Work task 1: In the Annihilation review excerpt, which sporting event does Brian Lowry's review compare the film to?
Work task 2: Resume the Annihilation review roundup after its final sentence.

Selected excerpt:

See 9 of the best reviews below.

Bill Goodykoontz, Arizona Republic

“The movie is as gorgeous as it is disturbing, and that’s a powerful combination. It may be about the beginning of the end of the world or the beginning of something else entirely. I’d be lying if I said I understand every aspect of the film, but I was engrossed trying to.”

Brian Lowry, CNN

“Broken down to the basics, Garland has delivered another movie that’s worth seeing. Like the Olympics, though, even when you put together a beautiful routine, points get deducted when you slip on the landing.”

Justin Chang, Los Angeles Times

“‘Annihilation,’ a mind-bending foray into the unknown from the British writer-director Alex Garland, leaves you in an entrancingly beautiful daze. That may be an odd thing to say about a movie with mutant crocodiles, killer bears and an unflagging sense of menace, but for all its surface perils the picture also has a disquietingly serene core. It broods, stalks and sometimes pounces, but mostly — not unlike the five intrepid women who venture into its heart of darkness — it’s content to observe, almost as though it were studying itself through the lens of the camera. It gives itself, and the audience, an awful lot to see.”

Records:

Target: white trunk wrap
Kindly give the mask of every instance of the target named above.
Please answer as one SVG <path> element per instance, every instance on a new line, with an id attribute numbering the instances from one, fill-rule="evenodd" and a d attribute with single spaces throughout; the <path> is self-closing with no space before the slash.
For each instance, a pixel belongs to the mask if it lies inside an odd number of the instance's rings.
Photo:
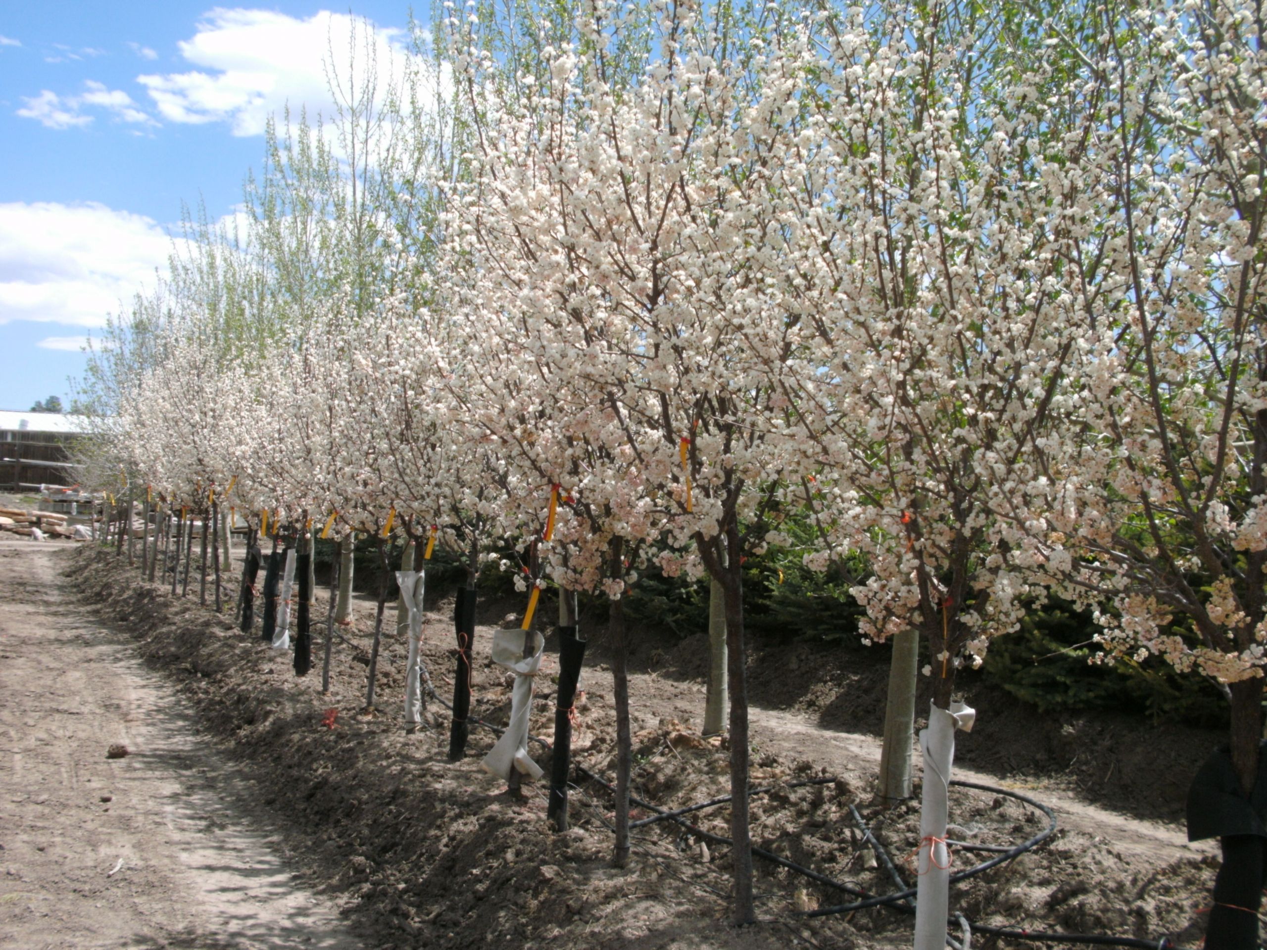
<path id="1" fill-rule="evenodd" d="M 526 637 L 532 637 L 528 641 L 532 655 L 527 659 L 523 656 Z M 511 693 L 511 725 L 480 765 L 506 782 L 511 780 L 512 768 L 530 779 L 541 778 L 541 766 L 528 757 L 528 716 L 532 713 L 532 678 L 541 665 L 544 649 L 545 640 L 536 631 L 499 630 L 493 635 L 493 662 L 514 674 L 514 689 Z"/>
<path id="2" fill-rule="evenodd" d="M 295 548 L 286 548 L 286 566 L 281 571 L 281 594 L 277 598 L 277 626 L 272 631 L 272 649 L 290 649 L 290 592 L 295 585 Z"/>
<path id="3" fill-rule="evenodd" d="M 924 797 L 920 803 L 919 883 L 915 896 L 915 950 L 945 950 L 950 908 L 950 851 L 946 849 L 954 731 L 972 731 L 977 712 L 963 703 L 950 711 L 929 704 L 929 727 L 920 730 Z"/>
<path id="4" fill-rule="evenodd" d="M 400 585 L 400 598 L 409 612 L 409 662 L 404 671 L 404 721 L 411 725 L 422 722 L 422 665 L 418 654 L 422 650 L 422 595 L 427 588 L 426 571 L 397 571 Z"/>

Written answer 1: The Olympics.

Written answer 2:
Gregory Wakeman, Metro

“‘Annihilation’ wants to challenge its audience. It teases answers rather than hammering them home, possesses large doses of scientific jargon that you have to battle to keep up with and features one of the most audacious, testing and visually arresting conclusions in modern movie history.  It also makes huge demands of its viewers, so much so that it is bound to be divisive. But if you trust the film, allow it to provoke and bask in the loose threads and questions that it asks then ‘Annihilation’ will prove to be one of the most exhilarating films of the year.”

Peter Travers, Rolling Stone

“‘Annihilation’ is pulp transcended. But there are hurdles it must overcome. Test screening audiences reportedly found it too complicated. Readers of the books, to which the film is often intriguingly unfaithful, object to the white-wash casting of Portman and Leigh in roles written as Asian and Native American. Otherwise, Garland need make no apologies for ‘Annihilation.’ It’s a bracing brainteaser with the courage of its own ambiguity. You work out the answers in your own head, in your own time, in your own dreams, where the best sc-fi puzzles leave things. Get ready to be rocked.”

Scott Mendelson, Forbes

“‘Annihilation’ is a terrific piece of big-studio sci-fi. It’s superbly acted by its refreshingly female-ensemble cast, it’s well-written and its staged as both a deeply introspective journey and an unapologetic horror show. If Paramount/Viacom Inc. can’t make money off a movie like ‘Annihilation,’ it’s more evidence that the problem isn’t them but rather the sheer challenge of getting audiences to take a chance in a movie theater.”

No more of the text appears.